** START TASK INPUTS **

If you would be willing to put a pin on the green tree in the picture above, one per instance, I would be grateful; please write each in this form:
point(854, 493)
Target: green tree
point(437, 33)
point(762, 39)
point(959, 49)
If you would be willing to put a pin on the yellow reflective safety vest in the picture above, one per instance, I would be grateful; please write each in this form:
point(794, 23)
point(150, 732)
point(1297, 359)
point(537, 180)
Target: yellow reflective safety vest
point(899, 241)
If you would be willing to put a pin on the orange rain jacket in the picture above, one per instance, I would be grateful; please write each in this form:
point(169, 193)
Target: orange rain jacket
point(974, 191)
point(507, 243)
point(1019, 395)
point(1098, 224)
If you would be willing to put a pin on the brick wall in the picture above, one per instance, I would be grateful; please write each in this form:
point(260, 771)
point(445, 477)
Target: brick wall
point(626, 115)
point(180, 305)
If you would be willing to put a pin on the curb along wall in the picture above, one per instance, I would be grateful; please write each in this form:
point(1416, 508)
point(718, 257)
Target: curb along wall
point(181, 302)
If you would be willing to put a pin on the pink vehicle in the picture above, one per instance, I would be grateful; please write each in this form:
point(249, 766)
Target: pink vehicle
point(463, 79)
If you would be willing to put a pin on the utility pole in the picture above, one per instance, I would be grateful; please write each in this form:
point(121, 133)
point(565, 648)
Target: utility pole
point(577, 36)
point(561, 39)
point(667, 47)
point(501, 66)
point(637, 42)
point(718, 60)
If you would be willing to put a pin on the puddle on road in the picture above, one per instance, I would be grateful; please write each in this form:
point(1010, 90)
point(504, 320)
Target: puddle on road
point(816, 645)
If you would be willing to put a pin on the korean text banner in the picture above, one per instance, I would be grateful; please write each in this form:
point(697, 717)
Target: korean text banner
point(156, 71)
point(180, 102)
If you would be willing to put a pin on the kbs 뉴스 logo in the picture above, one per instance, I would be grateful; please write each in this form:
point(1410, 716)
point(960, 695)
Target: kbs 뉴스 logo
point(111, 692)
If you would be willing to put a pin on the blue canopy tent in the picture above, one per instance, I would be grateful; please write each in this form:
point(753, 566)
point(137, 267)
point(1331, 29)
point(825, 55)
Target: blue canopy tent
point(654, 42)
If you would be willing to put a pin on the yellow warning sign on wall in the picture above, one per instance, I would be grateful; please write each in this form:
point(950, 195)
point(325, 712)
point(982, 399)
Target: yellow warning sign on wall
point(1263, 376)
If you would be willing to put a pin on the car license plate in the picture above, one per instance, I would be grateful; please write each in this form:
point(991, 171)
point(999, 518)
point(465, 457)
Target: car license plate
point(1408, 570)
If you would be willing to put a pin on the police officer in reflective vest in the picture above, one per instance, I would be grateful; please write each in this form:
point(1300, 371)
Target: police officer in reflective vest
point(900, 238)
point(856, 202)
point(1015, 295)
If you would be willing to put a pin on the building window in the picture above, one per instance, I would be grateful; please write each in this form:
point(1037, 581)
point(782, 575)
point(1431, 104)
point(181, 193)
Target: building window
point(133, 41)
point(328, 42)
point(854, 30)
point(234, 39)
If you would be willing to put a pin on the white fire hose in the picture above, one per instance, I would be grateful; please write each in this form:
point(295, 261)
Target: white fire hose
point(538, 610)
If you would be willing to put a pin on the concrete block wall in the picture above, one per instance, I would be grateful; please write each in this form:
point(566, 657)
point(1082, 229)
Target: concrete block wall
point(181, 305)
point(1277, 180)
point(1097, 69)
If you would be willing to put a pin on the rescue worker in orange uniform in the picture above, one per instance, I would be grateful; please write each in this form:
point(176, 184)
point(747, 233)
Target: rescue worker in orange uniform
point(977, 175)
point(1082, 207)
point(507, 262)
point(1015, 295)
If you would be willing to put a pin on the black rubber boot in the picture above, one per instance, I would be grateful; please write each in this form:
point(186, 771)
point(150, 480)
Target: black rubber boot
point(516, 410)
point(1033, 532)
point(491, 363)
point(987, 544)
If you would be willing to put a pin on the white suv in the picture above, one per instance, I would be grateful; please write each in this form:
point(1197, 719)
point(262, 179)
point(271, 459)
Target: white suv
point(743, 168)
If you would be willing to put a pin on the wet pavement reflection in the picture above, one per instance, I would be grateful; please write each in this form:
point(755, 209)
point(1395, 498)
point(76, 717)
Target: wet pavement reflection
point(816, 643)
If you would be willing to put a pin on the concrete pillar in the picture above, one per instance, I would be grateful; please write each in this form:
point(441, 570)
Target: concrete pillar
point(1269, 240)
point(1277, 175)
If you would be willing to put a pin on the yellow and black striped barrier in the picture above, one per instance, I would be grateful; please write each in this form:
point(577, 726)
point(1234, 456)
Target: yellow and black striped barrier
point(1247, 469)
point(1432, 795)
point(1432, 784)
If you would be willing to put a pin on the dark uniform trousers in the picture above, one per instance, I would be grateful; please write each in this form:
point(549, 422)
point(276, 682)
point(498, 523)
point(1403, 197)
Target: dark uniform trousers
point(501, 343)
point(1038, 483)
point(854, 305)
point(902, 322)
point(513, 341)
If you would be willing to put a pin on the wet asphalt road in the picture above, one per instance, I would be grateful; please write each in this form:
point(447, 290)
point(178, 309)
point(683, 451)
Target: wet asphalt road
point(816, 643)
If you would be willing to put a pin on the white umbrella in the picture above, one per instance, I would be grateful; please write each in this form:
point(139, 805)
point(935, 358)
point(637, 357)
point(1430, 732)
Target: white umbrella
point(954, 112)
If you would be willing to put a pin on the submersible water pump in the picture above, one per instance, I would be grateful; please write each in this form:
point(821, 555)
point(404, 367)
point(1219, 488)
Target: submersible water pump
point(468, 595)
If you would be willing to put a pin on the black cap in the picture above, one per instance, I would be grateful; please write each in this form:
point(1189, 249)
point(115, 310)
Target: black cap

** END TASK INPUTS **

Copy every one of the records above line for line, with no changes to wording, spacing or punctuation.

If you would be willing to put a pin on the green tree in the picture above, one per instance, I would be grateful; please write each in this form:
point(854, 493)
Target: green tree
point(437, 33)
point(762, 39)
point(959, 49)
If you would be willing to put a pin on the yellow reflective safety vest in the picture above, one per instance, I would be grateful; please write each in this form:
point(794, 23)
point(150, 732)
point(1297, 359)
point(537, 180)
Target: yellow reflective safety vest
point(899, 241)
If you would be willing to put a pin on the orange rain jacket in the picture above, one per instance, I would be grateful; please write each in this form:
point(169, 193)
Target: orange rain jacket
point(974, 191)
point(507, 243)
point(1019, 395)
point(1098, 224)
If you would be willing to put a pin on the brick wall in the picture above, one per instance, I would be grateful; please write each in this form:
point(260, 771)
point(445, 477)
Target: brick wall
point(626, 115)
point(180, 305)
If you would be willing to put a pin on the curb along wall in the picture above, one per instance, I would be grateful; please write each in this form:
point(1416, 508)
point(718, 257)
Target: curb along wall
point(181, 302)
If you would be willing to put a pin on the pink vehicle in the picture above, one per instance, I would be grateful; please write each in this form:
point(249, 766)
Target: pink vehicle
point(463, 79)
If you would be willing to put a pin on the utility pole in the picture above, one per instance, I would be grateful; please write each in this form:
point(121, 133)
point(565, 648)
Target: utility pole
point(577, 36)
point(561, 39)
point(667, 47)
point(501, 66)
point(637, 42)
point(718, 60)
If you would be willing to put a pin on the puddle on road in the picture above, one per instance, I would be grateful; please write each in this form:
point(1010, 90)
point(504, 320)
Target: puddle on road
point(816, 645)
If you would be willing to put a pin on the korean text banner in the picture above, one per instance, I would be grateful; please write each in this form:
point(697, 717)
Target: korean text banner
point(156, 71)
point(180, 102)
If you would be willing to put a pin on the kbs 뉴스 logo in the picture above, one per instance, I would be grateful; please write each in this form:
point(1410, 716)
point(960, 695)
Target: kbs 뉴스 logo
point(111, 692)
If you would be willing to put a pin on the blue canopy tent in the picture above, one per instance, I would be grateful; please write each in this form:
point(753, 566)
point(137, 267)
point(1331, 29)
point(825, 55)
Target: blue canopy tent
point(654, 42)
If you would be willing to put a pin on the yellow warning sign on wall in the picture above, one per instance, I would be grateful; please write each in this form:
point(950, 195)
point(325, 712)
point(982, 399)
Target: yellow warning sign on wall
point(1263, 376)
If you would be willing to put a pin on the car license plate in the picture above, one per instance, I would be grateful; please write each in this form:
point(991, 171)
point(999, 518)
point(465, 457)
Target: car license plate
point(1408, 570)
If you would be willing to put a pin on the police officer in reflective vest in the picture above, one per instance, I would be grateful; please write each in this form:
point(1300, 371)
Target: police officer in reflective vest
point(900, 238)
point(856, 202)
point(1015, 295)
If you would be willing to put a pin on the building window in the picture above, one per instance, I would be grateful; please write each in this form:
point(1037, 581)
point(782, 575)
point(1431, 104)
point(181, 193)
Target: building window
point(133, 41)
point(328, 42)
point(854, 30)
point(234, 39)
If you would be willing to put a pin on the white fire hose in the picture above, one per instance, I would be grateful; please write each in this form:
point(295, 261)
Target: white fire hose
point(538, 610)
If you would be willing to put a pin on the concrete block wall in the picture above, one per instance, I would be grateful; please write each in this form:
point(566, 657)
point(1082, 229)
Target: concrete block wall
point(181, 305)
point(1277, 180)
point(1097, 69)
If you would be willing to put a pin on the rescue worker in orange uniform in the picture above, one per instance, I would be grateful; please write each in this form:
point(176, 184)
point(747, 233)
Target: rescue worker in orange uniform
point(977, 175)
point(1082, 207)
point(507, 262)
point(1015, 295)
If you would be willing to put a pin on the black rubber boot in the picture above, one per instance, I would be grateful; please write each in this form:
point(186, 771)
point(150, 480)
Target: black rubber boot
point(516, 410)
point(1033, 532)
point(491, 363)
point(987, 544)
If you would be willing to put a pin on the white suv in the picture above, one per instance, I would be grateful; please write each in this form:
point(1197, 719)
point(262, 179)
point(271, 459)
Target: white suv
point(743, 168)
If you would be willing to put a pin on the wet pavement reflection in the picture above, one per instance, I would be grateful; please write each in this form:
point(755, 209)
point(1395, 498)
point(76, 717)
Target: wet pavement reflection
point(816, 643)
If you would be willing to put a pin on the concrete pillar in the picture above, one per instance, I would be grateful; please write each in this form:
point(441, 570)
Target: concrete pillar
point(1269, 240)
point(1277, 175)
If you would be willing to put a pin on the yellow and black striped barrier in the picture above, one per instance, I would be grateful; please write each in this form:
point(577, 726)
point(1234, 456)
Target: yellow and black striped barrier
point(1247, 469)
point(1432, 795)
point(1432, 784)
If you would be willing to put a pin on the dark uniform trousers in the picture above, one per instance, I would be grateful; please write each in this form:
point(549, 422)
point(276, 682)
point(498, 523)
point(1403, 197)
Target: dark uniform trousers
point(501, 343)
point(1038, 483)
point(854, 305)
point(902, 322)
point(513, 341)
If you would be willing to put a pin on the wet asphalt road in the picture above, one per instance, I would be grateful; please write each in this form:
point(447, 290)
point(178, 309)
point(683, 451)
Target: wet asphalt road
point(816, 643)
If you would be willing to put a pin on the white umbrella in the picture above, one per instance, I would be grateful; please write each in this form:
point(139, 805)
point(935, 358)
point(637, 357)
point(1430, 732)
Target: white umbrella
point(954, 112)
If you would be willing to put a pin on the submersible water pump in the picture above, one per instance, I would be grateful; please write each in this form:
point(821, 555)
point(404, 367)
point(1219, 488)
Target: submersible water pump
point(468, 595)
If you would be willing to put a pin on the black cap in the picture above, one per instance, I would be grateful; please write each in this form:
point(1189, 249)
point(115, 310)
Target: black cap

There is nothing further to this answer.